>> Begin

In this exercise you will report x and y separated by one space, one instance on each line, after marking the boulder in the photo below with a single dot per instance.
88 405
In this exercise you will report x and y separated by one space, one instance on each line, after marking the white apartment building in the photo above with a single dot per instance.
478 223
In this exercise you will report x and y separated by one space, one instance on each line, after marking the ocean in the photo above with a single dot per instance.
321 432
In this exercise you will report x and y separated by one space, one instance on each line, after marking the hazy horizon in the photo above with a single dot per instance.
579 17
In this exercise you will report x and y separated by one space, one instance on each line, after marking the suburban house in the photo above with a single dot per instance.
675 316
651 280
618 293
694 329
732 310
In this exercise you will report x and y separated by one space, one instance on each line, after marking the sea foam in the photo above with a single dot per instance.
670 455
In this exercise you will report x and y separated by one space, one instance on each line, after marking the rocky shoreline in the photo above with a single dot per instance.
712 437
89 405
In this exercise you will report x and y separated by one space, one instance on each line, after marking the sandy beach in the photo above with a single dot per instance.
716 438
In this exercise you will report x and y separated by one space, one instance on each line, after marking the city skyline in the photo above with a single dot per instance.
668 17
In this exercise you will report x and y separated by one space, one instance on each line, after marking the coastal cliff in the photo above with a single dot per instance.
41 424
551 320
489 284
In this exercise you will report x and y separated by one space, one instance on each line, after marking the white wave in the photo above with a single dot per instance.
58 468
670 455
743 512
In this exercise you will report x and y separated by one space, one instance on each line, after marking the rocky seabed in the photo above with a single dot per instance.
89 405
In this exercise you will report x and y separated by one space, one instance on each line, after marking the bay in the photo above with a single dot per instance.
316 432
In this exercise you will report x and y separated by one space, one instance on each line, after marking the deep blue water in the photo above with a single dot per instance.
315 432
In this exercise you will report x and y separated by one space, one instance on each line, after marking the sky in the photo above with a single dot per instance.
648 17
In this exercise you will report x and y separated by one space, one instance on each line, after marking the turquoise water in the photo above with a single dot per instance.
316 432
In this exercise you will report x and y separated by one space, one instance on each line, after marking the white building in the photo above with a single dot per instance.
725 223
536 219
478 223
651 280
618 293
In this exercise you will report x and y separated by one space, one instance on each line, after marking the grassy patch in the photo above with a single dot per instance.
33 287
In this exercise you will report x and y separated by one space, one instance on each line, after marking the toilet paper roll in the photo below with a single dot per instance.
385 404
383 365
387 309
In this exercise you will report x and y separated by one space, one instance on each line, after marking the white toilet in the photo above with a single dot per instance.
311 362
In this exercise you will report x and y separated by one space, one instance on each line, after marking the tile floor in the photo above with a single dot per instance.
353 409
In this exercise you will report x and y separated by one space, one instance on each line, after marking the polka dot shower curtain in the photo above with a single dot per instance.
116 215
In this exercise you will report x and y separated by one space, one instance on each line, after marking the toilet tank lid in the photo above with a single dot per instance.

>> End

TASK OBJECTIVE ::
Rescale the part of the listing that opens with the line containing "marking the polka" and closes at the end of the listing, both ends included. Give those lines again, requests and all, with each x and y coordinate in the answers multiplied by 0.4 and rounded to a whole number, halves rounded up.

RESULT BELOW ::
In this exercise you will report x and y separated by one space, one instance on each line, after marking the polka dot shower curtain in the photo above with a single dot per instance.
46 86
In this exercise you will report x and y separated by one space, one instance on each line, after marking the toilet tank lid in the photo above with a single dot per instance.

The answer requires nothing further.